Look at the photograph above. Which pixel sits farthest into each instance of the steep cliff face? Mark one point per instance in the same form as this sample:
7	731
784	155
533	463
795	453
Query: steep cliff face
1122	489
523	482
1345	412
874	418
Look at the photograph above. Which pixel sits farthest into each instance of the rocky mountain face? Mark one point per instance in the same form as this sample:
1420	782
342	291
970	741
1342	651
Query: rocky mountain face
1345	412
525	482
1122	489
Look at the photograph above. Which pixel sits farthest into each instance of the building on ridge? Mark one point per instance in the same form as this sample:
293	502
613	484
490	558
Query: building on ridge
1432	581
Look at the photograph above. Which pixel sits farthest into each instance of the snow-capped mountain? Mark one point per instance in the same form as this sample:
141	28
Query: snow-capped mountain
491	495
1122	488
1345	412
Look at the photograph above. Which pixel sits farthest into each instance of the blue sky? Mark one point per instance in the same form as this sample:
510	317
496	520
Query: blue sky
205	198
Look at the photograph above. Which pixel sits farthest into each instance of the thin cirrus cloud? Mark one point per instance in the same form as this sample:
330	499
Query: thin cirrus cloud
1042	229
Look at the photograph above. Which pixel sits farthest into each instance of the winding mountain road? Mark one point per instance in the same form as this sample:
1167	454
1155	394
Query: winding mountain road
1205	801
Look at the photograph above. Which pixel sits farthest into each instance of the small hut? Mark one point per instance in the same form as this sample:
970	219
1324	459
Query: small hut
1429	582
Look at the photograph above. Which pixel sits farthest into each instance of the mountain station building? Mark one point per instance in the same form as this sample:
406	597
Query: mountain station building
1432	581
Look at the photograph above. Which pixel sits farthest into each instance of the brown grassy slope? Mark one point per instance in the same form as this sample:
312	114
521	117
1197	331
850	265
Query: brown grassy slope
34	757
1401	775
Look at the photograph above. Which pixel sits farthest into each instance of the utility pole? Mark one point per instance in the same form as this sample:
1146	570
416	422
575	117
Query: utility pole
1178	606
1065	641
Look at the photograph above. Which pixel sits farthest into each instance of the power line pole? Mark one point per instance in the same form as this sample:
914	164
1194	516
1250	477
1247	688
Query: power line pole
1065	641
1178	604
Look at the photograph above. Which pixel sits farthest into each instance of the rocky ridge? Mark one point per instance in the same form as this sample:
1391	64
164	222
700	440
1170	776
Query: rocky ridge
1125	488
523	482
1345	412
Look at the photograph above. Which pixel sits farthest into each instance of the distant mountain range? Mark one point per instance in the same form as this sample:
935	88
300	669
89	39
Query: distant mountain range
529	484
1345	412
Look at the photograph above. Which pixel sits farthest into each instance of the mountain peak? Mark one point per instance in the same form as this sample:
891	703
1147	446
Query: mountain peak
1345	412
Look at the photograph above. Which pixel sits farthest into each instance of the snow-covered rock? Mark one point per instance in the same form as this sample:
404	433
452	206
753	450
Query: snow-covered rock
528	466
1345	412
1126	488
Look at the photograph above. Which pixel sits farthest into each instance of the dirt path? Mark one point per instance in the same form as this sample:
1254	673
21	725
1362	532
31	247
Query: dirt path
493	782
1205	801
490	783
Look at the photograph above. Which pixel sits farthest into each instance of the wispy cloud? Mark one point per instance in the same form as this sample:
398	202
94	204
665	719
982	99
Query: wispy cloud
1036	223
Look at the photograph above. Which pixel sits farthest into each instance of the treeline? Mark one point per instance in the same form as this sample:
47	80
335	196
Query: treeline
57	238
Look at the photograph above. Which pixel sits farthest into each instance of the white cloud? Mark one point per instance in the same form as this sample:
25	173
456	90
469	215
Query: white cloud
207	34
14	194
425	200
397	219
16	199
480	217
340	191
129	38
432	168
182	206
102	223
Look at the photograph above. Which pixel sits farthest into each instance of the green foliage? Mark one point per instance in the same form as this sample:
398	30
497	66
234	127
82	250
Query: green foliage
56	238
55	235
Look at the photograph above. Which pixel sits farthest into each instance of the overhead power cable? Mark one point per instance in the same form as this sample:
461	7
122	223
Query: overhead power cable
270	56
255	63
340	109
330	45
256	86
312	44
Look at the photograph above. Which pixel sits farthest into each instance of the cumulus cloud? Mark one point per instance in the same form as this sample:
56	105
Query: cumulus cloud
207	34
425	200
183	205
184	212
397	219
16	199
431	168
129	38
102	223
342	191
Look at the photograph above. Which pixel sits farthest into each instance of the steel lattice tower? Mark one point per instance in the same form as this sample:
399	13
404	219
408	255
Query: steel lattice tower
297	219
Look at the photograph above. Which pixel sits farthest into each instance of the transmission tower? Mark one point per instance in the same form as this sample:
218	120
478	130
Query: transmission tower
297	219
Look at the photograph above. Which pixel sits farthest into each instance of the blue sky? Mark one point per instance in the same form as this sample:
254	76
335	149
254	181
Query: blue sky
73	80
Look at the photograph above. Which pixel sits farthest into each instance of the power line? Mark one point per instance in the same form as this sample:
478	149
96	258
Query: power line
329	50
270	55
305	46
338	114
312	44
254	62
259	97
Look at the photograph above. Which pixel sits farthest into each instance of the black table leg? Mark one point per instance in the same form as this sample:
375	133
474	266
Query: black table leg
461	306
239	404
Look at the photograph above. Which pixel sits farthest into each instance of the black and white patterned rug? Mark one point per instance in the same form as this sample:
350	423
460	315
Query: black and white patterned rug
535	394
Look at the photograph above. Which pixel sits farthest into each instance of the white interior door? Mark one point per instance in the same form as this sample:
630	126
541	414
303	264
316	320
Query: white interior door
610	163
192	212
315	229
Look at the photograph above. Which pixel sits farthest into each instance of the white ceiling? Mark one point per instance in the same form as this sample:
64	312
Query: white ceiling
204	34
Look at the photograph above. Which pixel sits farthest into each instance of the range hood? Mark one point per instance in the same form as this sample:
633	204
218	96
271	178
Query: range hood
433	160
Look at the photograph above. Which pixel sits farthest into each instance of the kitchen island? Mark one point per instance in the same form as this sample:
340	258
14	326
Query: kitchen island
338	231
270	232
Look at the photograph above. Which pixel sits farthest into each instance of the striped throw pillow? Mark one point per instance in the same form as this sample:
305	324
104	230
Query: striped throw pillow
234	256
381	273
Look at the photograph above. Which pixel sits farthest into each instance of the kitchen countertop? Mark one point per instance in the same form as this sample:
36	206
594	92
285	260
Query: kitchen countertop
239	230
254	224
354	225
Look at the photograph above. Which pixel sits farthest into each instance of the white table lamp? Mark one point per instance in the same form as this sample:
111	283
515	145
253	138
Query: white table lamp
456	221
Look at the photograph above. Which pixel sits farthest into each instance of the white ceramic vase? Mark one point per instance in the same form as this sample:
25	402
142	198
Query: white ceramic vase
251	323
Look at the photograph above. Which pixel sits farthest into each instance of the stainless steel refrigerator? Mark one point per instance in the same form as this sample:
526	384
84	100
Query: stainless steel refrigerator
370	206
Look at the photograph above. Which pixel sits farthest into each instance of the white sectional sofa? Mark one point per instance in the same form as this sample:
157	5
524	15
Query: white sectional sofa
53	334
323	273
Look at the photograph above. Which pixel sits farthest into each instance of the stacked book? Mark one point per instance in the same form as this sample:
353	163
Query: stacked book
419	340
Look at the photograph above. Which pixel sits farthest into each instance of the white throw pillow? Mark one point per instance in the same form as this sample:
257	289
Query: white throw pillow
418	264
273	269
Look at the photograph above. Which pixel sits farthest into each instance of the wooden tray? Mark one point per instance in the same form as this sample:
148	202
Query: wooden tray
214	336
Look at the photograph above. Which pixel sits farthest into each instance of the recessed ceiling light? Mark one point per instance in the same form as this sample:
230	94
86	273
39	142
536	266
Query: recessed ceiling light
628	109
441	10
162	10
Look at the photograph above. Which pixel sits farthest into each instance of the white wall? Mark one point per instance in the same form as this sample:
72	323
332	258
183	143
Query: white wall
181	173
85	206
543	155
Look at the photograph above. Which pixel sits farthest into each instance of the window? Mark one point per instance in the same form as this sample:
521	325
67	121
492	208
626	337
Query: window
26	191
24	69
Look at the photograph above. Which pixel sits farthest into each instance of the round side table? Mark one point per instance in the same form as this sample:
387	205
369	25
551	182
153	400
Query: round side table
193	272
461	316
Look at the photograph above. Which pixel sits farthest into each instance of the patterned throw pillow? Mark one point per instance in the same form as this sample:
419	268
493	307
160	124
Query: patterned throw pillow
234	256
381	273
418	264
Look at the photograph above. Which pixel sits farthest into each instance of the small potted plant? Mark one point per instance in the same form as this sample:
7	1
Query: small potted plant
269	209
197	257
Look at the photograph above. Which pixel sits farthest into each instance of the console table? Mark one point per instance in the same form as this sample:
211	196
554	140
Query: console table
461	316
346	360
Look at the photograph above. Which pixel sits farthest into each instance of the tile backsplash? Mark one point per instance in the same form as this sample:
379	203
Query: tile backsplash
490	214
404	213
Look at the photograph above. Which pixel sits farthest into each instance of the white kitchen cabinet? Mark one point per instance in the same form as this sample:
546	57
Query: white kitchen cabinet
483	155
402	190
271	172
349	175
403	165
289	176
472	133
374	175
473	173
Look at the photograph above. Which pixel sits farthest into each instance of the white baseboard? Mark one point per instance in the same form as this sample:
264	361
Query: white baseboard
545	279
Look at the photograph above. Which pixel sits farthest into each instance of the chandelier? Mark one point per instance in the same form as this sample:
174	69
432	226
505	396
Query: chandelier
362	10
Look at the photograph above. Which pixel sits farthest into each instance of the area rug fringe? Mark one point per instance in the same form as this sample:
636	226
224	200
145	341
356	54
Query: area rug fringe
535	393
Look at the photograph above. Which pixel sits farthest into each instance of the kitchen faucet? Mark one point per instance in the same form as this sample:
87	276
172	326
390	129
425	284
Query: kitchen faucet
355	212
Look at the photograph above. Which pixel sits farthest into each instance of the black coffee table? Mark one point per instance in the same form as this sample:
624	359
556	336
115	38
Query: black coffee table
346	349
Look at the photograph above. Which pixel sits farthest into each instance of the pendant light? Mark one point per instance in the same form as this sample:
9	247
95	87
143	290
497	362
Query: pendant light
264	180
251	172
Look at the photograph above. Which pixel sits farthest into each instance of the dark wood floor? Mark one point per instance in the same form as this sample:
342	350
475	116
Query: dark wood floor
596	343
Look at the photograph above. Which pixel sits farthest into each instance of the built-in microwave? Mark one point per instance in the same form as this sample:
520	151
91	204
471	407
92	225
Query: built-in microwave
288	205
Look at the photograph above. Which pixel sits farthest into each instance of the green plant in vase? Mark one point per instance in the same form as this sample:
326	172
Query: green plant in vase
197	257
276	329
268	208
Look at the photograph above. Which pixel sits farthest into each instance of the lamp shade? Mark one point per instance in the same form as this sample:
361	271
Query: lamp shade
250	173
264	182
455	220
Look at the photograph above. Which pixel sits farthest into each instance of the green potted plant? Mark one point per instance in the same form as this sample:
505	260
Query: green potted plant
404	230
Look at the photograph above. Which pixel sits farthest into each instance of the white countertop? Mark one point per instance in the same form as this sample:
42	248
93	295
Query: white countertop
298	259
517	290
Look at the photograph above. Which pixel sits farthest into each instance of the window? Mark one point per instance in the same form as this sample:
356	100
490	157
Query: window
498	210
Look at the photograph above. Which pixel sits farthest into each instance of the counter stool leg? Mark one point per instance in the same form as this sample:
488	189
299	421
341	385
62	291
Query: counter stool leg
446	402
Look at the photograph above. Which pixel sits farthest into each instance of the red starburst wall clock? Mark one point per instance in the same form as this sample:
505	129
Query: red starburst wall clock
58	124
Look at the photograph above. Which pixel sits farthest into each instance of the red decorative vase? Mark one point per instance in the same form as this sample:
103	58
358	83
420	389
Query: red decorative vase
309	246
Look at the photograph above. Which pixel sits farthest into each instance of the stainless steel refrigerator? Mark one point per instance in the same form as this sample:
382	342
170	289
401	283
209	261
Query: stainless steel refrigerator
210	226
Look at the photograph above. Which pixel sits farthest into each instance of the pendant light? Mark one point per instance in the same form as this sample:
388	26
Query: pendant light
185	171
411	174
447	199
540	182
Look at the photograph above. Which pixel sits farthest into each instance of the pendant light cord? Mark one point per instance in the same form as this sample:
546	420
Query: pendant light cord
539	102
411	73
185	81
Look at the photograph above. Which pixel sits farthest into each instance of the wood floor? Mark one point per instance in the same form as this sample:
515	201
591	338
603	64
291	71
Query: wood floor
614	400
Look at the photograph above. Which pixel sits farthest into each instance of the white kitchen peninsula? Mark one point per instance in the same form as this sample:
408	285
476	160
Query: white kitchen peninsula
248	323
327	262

——————

Your instructions: Reproduce, word for word, every line starting at the line that contains "pendant light cord?" and ending with the final line of the entries.

Result below:
Look at the photograph above. Which pixel sits farthest into each instance of the pendant light cord? Mark one point per instance in the same form as this sample:
546	420
Query: pendant light cord
539	102
411	73
185	81
Look at the photograph above. Which pixel sits farthest into each instance of the wood floor? Mark one point per instance in the same form as this sample:
515	201
591	338
603	64
291	71
Query: wood floor
614	400
Look at the photograph above. Which pixel sits farthest into each instance of the white kitchen peninsula? Mark one point per instance in the same form as this sample:
408	285
476	160
Query: white kitchen peninsula
248	323
327	262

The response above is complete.